DOCUMENT PASSAGE –
-- Begin --

This article is part of a new edited collection released March 16, 2021—Voices of Practice: Narrative Scholarship from the Margins. The collection features stories of personal growth, challenge, inquiry, and in some cases resistance to the expectations of what counts as scholarship, and who may be counted as a scholar. The complete book is available in paperback and Kindle editions. Additionally, the book is available open access online. Proceeds from the book help continue the mission of the Hybrid Pedagogy non-profit. This is the fourth print publication from Hybrid Pedagogy Books. Our other most recent collection, Hybrid Teaching: Pedagogy, People, Politics, was released February 23, 2021.


This volume is about personal stories, episodes from the lives of educators which have in some way shaped their practice. More specifically, it is about educators with roots in professional practice prior to entering academia. Throughout this volume authors ask themselves how professional and personal stories have shaped them as educators and scholars? How can reflections on such stories deepen our understanding of teaching and learning?

The origins of this book grew from serendipitous conversations between  Karen Littleton (Professor of Education at The Open University), Lucy Rai, (Director of PRAXIS, the scholarship and innovation centre for the Faculty of Wellbeing, Education and Language Studies) and Sean Michael Morris (Instructor at the University of Colorado Denver and founder/director of Digital Pedagogy Lab). During these conversations we were troubled by several shared reflections on the relationships between professional practice, scholarship, the status of knowledge and how it is conveyed and valued. With diverse backgrounds in social work, education and creative writing, we shared a deep belief in the value of stories of human experience, in creativity and in disrupting institutionalised norms of what ‘counts’ as scholarly writing. From this grew an ambition to collate a collection which would give a voice to scholars who were quietly drawing on extensive reflections from their professional practice to inform their teaching and scholarly research, but perhaps not being able to meet institutional targets or influence international discourses. We wanted to honour and authenticate these experiences as valued scholarship, scholarship which often struggles to surface within traditional academic publishing.

Voices of Practice values practitioner stories as important, and undervalued, scholarly tools. Institutionally, the scholarship of teaching and learning can be situated as of secondary significance to research. Ravecca and Dauphenee propose that scholar-narratives have the potential to disrupt ‘fortress writing’ which privileges traditional hierarchical scholarship research and the power relations associated with it. They suggest that narratives represent "invitations to engage in scholarship, where the aim is not to prove us right and debunk other positions but to open the scholarly terrain to different sorts of questions that are not dependent on solidifying and defending a position." Disrupting this tendency to solidify and defend is potent, as it enables the co-creation of permeable and expansive "dialogic spaces" characterised by: diversity and plurality; fluidity and provisionality—as well as curiosity, questioning and creativity. Our hope is that the miscellany of voices and perspectives, in interplay throughout this book, will resource new dialogic spaces and seed inquiries powerfully rooted in professional "funds of knowledge." By raising up and valuing  these diverse voices (and the allied funds of knowledge) we can transform our institutions as epistemic communities; our fields of inquiry and also “people’s ‘self-definition, self-expression, and self-understanding.”

This  volume thus challenges the notion that knowledge arising from empirical research is, by default, of greater value than scholarly reflections by practitioners on their own stories. It applies a concept of critical pedagogy which Dominguez, drawing on bell hooks and Friere, suggests "explores in detail the everyday personal, affective, embodied, relational, livingloving aspects of critical pedagogical praxis."

-- End --

TASK 1 –
Recast everything in the records from the line containing "Target: silhouetted mountain" down to the line containing "left=0, top=0, right=880, bottom=374", both included, as a Markdown table with the columns Number and Record line. Number each line in order and leave out blank lines.
The records are unrelated to the text.

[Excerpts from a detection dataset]
-- Begin --

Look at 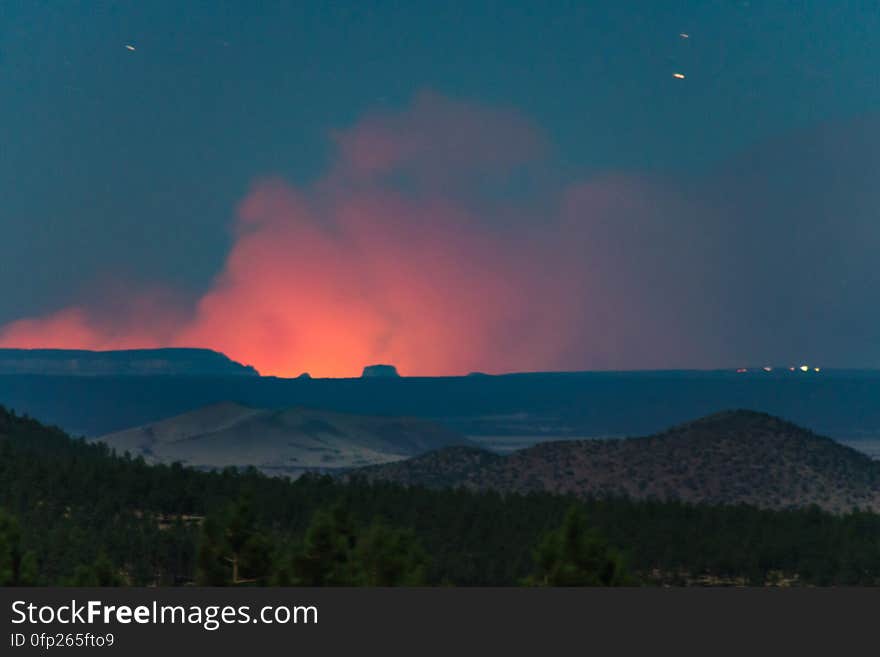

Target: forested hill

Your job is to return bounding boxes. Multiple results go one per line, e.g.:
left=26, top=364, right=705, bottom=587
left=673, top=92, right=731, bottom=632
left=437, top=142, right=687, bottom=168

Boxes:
left=0, top=408, right=880, bottom=586
left=356, top=411, right=880, bottom=513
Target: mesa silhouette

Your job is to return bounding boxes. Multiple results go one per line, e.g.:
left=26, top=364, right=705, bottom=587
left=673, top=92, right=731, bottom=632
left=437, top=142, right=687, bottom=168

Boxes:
left=347, top=410, right=880, bottom=513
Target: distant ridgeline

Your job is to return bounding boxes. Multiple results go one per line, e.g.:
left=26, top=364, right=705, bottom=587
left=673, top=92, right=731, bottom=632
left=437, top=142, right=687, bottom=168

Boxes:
left=0, top=349, right=259, bottom=376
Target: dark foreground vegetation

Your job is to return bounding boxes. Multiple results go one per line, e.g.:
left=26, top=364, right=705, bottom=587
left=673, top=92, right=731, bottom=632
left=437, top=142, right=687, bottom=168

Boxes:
left=0, top=409, right=880, bottom=586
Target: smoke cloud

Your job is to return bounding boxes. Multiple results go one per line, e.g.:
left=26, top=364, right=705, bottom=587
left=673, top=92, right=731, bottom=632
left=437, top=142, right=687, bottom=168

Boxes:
left=0, top=94, right=880, bottom=376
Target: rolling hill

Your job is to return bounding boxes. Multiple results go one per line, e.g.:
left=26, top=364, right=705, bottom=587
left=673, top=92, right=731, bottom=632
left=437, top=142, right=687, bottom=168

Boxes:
left=0, top=348, right=259, bottom=377
left=97, top=402, right=470, bottom=476
left=351, top=411, right=880, bottom=512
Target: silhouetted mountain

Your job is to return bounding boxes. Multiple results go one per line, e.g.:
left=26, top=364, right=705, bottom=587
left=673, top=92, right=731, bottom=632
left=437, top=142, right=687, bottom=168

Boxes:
left=361, top=365, right=400, bottom=379
left=355, top=411, right=880, bottom=512
left=0, top=349, right=259, bottom=376
left=0, top=369, right=880, bottom=438
left=98, top=402, right=471, bottom=475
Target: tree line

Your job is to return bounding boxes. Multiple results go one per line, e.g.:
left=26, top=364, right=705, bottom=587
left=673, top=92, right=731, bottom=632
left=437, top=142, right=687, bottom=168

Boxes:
left=0, top=409, right=880, bottom=586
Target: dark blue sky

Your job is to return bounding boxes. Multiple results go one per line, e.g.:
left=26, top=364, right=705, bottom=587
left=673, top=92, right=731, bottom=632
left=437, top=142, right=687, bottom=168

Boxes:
left=0, top=0, right=880, bottom=372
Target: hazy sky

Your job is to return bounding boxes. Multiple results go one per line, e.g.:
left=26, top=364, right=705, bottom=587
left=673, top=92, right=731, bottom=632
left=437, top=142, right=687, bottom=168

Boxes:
left=0, top=0, right=880, bottom=374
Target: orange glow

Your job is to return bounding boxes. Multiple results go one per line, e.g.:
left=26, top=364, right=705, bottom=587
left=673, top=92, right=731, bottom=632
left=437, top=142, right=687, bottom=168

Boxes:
left=0, top=95, right=583, bottom=377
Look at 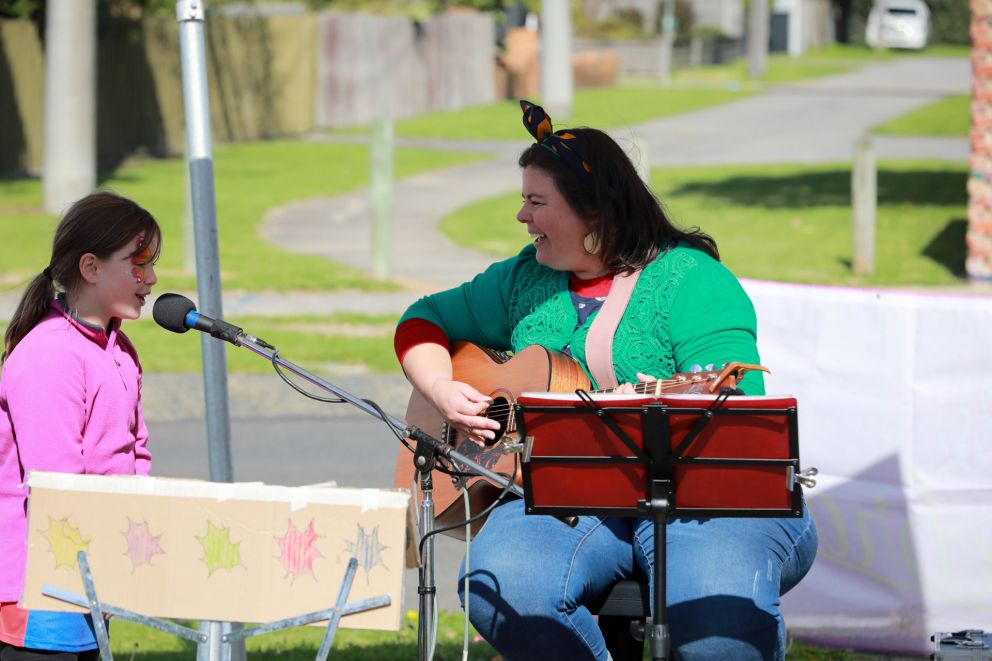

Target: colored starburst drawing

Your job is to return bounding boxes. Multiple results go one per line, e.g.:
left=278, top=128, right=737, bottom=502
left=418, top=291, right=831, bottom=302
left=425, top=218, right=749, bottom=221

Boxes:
left=276, top=519, right=323, bottom=579
left=121, top=517, right=165, bottom=571
left=42, top=517, right=90, bottom=569
left=345, top=524, right=389, bottom=583
left=196, top=521, right=241, bottom=576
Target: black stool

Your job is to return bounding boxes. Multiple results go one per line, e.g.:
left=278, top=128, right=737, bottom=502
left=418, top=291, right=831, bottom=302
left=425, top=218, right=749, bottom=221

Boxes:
left=590, top=578, right=651, bottom=661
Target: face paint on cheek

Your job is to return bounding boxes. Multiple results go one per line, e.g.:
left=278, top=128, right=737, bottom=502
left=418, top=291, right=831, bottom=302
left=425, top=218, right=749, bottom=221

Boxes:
left=131, top=236, right=152, bottom=284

-- End --

TASK 2 –
Name the three people in the introduction to Voices of Practice whose conversations the book grew from.

CORRECT RESULT 1 –
| Number | Record line |
|---|---|
| 1 | Target: silhouetted mountain |
| 2 | Your job is to return bounding boxes. Multiple results go one per line, e.g.: |
| 3 | left=26, top=364, right=705, bottom=587 |
| 4 | left=673, top=92, right=731, bottom=632 |
| 5 | left=437, top=142, right=687, bottom=168 |
| 6 | Boxes: |
| 7 | left=361, top=365, right=400, bottom=379 |
| 8 | left=355, top=411, right=880, bottom=512 |
| 9 | left=0, top=349, right=259, bottom=376 |
| 10 | left=0, top=369, right=880, bottom=438 |
| 11 | left=98, top=402, right=471, bottom=475 |
| 12 | Target: tree line |
| 13 | Your job is to return bounding boxes. Multiple results go one per line, e.g.: |
| 14 | left=26, top=364, right=705, bottom=587 |
| 15 | left=673, top=92, right=731, bottom=632 |
| 16 | left=437, top=142, right=687, bottom=168 |
| 17 | Boxes: |
| 18 | left=0, top=409, right=880, bottom=586 |
| 19 | Target: dark blue sky |
| 20 | Your job is to return bounding boxes. Multiple results go one per line, e.g.: |
| 21 | left=26, top=364, right=705, bottom=587 |
| 22 | left=673, top=92, right=731, bottom=632 |
| 23 | left=437, top=142, right=687, bottom=168 |
| 24 | Boxes: |
| 25 | left=0, top=0, right=880, bottom=372 |
| 26 | Target: hazy sky |
| 27 | Your job is to return bounding boxes. Multiple results go one per line, e.g.: |
| 28 | left=26, top=364, right=705, bottom=587 |
| 29 | left=673, top=92, right=731, bottom=632 |
| 30 | left=437, top=142, right=687, bottom=168 |
| 31 | Boxes: |
| 32 | left=0, top=0, right=880, bottom=374 |

CORRECT RESULT 2 –
Karen Littleton, Lucy Rai, and Sean Michael Morris